◆ **任务**:
A: 根据视频转码专利文本回答:
(i) 交叉引用部分所引用的中国专利申请号是多少?
(ii) 在步骤(102)中,由语义分割模型的哪个模块对全局特征图进行特征分割?
(iii) 背景技术中提到,转码后视频的码率过小会导致什么后果?
B: 续写视频转码专利文本,从其最后一句之后接着写。

◆ **文档**:
*-*-*
本申请公开了一种对视频进行转码的方法和装置,属于视频处理技术领域。所述方法包括:获取待转码视频的目标帧图像,基于语义分割模型的特征提取模块生成目标帧图像的全局特征图(101);基于语义分割模型的特征分割模块对全局特征图进行特征分割,确定目标帧图像的多级ROI区域(102);采用不同的转码码率对目标帧图像的多级ROI区域和其它区域分别进行转码处理(103)。

Description

一种对视频进行转码的方法和装置
交叉引用
本申请引用于2020年04月30日递交的名称为“一种对视频进行转码的方法和装置”的第202010365039.9号中国专利申请,其通过引用被全部并入本申请。
技术领域
本申请涉及视频处理技术领域,特别涉及一种对视频进行转码的方法和装置。
背景技术
伴随着互联网技术的发展以及现代带宽的不断提速,互联网与人们的生活联系的日益密切,越来越多的人们热衷于在互联网中获取视频来丰富生活,当下,高品质的视频已成为人们日常需求的首选。对于视频服务平台来说,为了适应不同的网络带宽、终端处理能力和用户需求,其往往需要在服务端对视频数据进行转码处理。
视频服务平台的后台服务器可以先获取封装好的初始视频(可称为输入视频),然后按照不同的转码规则,生成多个转码任务,然后针对每个转码任务创建对应的转码进程,进而可以通过转码进程内的转码线程实现对初始视频的视频数据的解析、转码、封装等步骤。在对视频数据进行转码处理之后,在接收到用户终端对于某一转码规则下的视频数据的获取请求后,后台服务器可以向用户终端推送已生成的转码后的视频数据。
如果转码后视频的码率过小,则视频的画面质量将会很差,甚至出现画面失真或马赛克现象,而如果转码后视频的码率过大,则会导致传输视频时带 宽资源的浪费,因此,目前亟需一种既能保证视频的画面质量,又能降低视频传输时的带宽资源消耗的视频转码技术。
*-*-*
◆ **存储数据**:
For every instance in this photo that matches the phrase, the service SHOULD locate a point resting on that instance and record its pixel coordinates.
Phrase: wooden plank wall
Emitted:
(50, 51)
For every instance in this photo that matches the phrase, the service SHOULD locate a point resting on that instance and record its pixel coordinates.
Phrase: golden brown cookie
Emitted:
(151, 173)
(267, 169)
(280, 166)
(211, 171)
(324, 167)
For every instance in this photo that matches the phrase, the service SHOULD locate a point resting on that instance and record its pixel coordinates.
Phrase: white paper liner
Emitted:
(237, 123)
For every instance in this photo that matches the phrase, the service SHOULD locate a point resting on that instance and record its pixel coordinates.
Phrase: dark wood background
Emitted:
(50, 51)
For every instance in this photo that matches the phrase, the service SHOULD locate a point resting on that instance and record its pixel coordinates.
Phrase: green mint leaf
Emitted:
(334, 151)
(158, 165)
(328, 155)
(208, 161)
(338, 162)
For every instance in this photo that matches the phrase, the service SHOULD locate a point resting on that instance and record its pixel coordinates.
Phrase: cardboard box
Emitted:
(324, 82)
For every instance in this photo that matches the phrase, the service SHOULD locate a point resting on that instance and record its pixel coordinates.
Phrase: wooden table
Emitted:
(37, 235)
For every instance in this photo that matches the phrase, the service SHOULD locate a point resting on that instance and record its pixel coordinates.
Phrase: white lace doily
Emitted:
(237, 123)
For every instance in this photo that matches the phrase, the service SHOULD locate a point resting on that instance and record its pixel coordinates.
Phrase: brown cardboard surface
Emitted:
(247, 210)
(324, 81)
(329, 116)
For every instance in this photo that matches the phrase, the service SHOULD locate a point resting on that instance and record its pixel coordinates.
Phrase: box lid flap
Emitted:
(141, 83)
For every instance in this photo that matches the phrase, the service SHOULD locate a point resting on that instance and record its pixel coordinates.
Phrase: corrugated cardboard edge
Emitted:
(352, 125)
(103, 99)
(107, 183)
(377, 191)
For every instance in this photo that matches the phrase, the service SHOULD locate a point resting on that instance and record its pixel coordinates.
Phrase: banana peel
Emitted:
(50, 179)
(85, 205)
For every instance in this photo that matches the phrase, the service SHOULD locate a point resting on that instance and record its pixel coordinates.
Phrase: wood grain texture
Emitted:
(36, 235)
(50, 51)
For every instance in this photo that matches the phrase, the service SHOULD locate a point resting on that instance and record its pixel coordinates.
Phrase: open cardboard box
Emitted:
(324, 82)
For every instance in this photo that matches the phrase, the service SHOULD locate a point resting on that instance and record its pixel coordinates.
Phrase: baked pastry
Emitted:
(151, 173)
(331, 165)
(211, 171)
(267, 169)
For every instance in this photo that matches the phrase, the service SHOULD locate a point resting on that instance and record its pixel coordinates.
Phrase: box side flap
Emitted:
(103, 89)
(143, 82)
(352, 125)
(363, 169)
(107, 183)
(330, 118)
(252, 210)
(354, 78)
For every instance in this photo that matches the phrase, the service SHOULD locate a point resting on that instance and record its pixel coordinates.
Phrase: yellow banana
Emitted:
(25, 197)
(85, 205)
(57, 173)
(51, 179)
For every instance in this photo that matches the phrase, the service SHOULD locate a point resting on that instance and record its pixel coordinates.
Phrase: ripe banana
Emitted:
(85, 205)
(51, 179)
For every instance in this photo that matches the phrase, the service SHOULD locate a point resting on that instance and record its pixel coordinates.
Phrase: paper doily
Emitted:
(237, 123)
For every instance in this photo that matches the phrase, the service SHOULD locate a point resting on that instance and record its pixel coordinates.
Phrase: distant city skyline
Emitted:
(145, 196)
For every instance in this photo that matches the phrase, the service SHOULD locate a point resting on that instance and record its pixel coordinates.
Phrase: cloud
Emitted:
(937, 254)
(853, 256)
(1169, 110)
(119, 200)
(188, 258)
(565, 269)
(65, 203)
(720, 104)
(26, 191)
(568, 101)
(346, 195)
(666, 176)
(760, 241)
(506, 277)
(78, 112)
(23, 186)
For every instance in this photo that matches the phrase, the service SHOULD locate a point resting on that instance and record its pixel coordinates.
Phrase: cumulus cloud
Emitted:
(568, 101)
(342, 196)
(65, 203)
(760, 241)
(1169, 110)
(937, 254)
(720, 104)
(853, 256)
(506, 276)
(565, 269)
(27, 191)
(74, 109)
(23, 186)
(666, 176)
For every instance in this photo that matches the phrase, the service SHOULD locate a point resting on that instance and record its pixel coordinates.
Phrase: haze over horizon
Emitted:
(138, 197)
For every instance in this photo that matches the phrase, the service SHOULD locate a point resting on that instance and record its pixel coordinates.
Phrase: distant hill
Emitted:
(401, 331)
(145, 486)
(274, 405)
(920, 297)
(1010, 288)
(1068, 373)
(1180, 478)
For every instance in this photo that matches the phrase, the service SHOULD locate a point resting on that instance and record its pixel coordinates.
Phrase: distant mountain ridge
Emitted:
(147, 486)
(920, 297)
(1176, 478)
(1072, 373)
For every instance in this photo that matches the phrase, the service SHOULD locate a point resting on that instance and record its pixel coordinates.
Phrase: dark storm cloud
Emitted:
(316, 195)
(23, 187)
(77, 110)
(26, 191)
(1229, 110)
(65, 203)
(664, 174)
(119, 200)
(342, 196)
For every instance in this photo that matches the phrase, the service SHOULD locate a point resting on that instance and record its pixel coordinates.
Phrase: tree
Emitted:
*-*-*
◆ **练习答案**:
A:
(i) 第202010365039.9号。
(ii) 特征分割模块。
(iii) 视频的画面质量会很差,甚至出现画面失真或马赛克现象。

B:
发明内容
为了解决现有技术的问题,本申请实施例提供了一种对视频进行转码的方法和装置,所述技术方案如下。
本申请实施例提供了一种对视频进行转码的方法,所述方法包括:
获取待转码视频的目标帧图像,基于语义分割模型的特征提取模块生成所述目标帧图像的全局特征图;
基于所述语义分割模型的特征分割模块对所述全局特征图进行特征分割,确定所述目标帧图像的多级ROI区域;
采用不同的转码码率对所述目标帧图像的多级ROI区域和其它区域分别进行转码处理。
本申请实施例提供了一种视频进行转码的装置,所述装置包括:
语义分割模块,用于获取待转码视频的目标帧图像,基于语义分割模型的特征提取模块生成所述目标帧图像的全局特征图,基于所述语义分割模型的特征分割模块对所述全局特征图进行特征分割,确定所述目标帧图像的多级ROI区域;
视频转码模块,用于采用不同的转码码率对所述目标帧图像的多级ROI区域和其它区域分别进行转码处理。
本申请实施例提供了一种后台服务器,所述后台服务器包括处理器和存储器,所述存储器中存储有至少一条指令、至少一段程序、代码集或指令集,所述至少一条指令、所述至少一段程序、所述代码集或指令集由所述处理器加载并执行以实现如上所述的对视频进行转码的方法。
本申请实施例提供了一种计算机可读存储介质,所述存储介质中存储有至少一条指令、至少一段程序、代码集或指令集,所述至少一条指令、所述至 少一段程序、所述代码集或指令集由处理器加载并执行以实现如上所述的对视频进行转码的方法。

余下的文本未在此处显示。